# Task details
Rewrite the rows from the start through the line containing "<point>744,81</point>", requests included. Scale only the point coordinates in the answers by 0.4, rounding each to a whole number with halves going up, and leave every other number, including those in the requests and their format samples, unchanged.

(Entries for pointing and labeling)
--- --- ---

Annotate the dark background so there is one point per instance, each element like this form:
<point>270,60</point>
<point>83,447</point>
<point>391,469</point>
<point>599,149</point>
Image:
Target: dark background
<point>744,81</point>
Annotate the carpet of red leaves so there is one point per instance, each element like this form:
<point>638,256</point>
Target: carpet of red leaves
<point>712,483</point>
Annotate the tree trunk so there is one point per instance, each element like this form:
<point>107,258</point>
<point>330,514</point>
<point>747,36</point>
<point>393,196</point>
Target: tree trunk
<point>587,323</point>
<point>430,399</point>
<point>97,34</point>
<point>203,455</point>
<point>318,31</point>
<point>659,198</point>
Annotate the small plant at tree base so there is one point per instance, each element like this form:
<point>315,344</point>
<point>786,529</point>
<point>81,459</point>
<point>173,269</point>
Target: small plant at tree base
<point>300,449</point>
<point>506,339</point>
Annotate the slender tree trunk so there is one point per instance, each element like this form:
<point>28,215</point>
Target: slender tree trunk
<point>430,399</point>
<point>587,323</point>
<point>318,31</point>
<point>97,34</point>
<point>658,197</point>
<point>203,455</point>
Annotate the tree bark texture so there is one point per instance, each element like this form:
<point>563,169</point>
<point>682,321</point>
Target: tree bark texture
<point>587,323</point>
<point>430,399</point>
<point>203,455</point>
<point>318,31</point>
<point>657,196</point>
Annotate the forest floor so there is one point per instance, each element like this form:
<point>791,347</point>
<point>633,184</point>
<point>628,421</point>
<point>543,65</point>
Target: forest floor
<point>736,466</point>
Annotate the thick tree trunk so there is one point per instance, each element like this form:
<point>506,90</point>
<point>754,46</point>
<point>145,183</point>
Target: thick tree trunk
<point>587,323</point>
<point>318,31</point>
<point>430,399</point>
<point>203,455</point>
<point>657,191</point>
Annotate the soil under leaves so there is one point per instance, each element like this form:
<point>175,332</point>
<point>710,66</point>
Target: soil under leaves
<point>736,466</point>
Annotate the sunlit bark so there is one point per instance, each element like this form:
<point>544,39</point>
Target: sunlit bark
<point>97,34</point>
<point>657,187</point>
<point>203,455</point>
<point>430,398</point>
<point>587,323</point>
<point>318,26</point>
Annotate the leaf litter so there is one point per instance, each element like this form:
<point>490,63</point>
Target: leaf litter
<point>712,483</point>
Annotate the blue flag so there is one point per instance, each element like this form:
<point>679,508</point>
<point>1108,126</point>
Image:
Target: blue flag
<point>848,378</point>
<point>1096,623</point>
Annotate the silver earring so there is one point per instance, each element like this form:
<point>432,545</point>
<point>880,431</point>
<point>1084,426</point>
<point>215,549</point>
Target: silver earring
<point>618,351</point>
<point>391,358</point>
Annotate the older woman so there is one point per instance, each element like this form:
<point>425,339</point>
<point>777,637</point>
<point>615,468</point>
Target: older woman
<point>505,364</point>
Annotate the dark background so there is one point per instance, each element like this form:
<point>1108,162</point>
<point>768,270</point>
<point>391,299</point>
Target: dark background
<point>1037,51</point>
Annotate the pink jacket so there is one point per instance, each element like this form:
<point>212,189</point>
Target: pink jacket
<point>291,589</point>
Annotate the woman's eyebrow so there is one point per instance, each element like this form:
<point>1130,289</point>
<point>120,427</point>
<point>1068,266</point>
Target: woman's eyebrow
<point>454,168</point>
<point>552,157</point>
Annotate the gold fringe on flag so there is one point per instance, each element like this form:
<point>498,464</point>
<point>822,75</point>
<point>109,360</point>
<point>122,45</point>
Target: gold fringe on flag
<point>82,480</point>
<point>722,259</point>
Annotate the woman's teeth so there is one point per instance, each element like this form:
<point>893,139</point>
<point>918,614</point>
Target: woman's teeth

--- --- ---

# Answer below
Annotate the dark background so there is one point per instance, each element like this form:
<point>270,60</point>
<point>83,447</point>
<point>391,469</point>
<point>599,149</point>
Image:
Target: dark background
<point>298,32</point>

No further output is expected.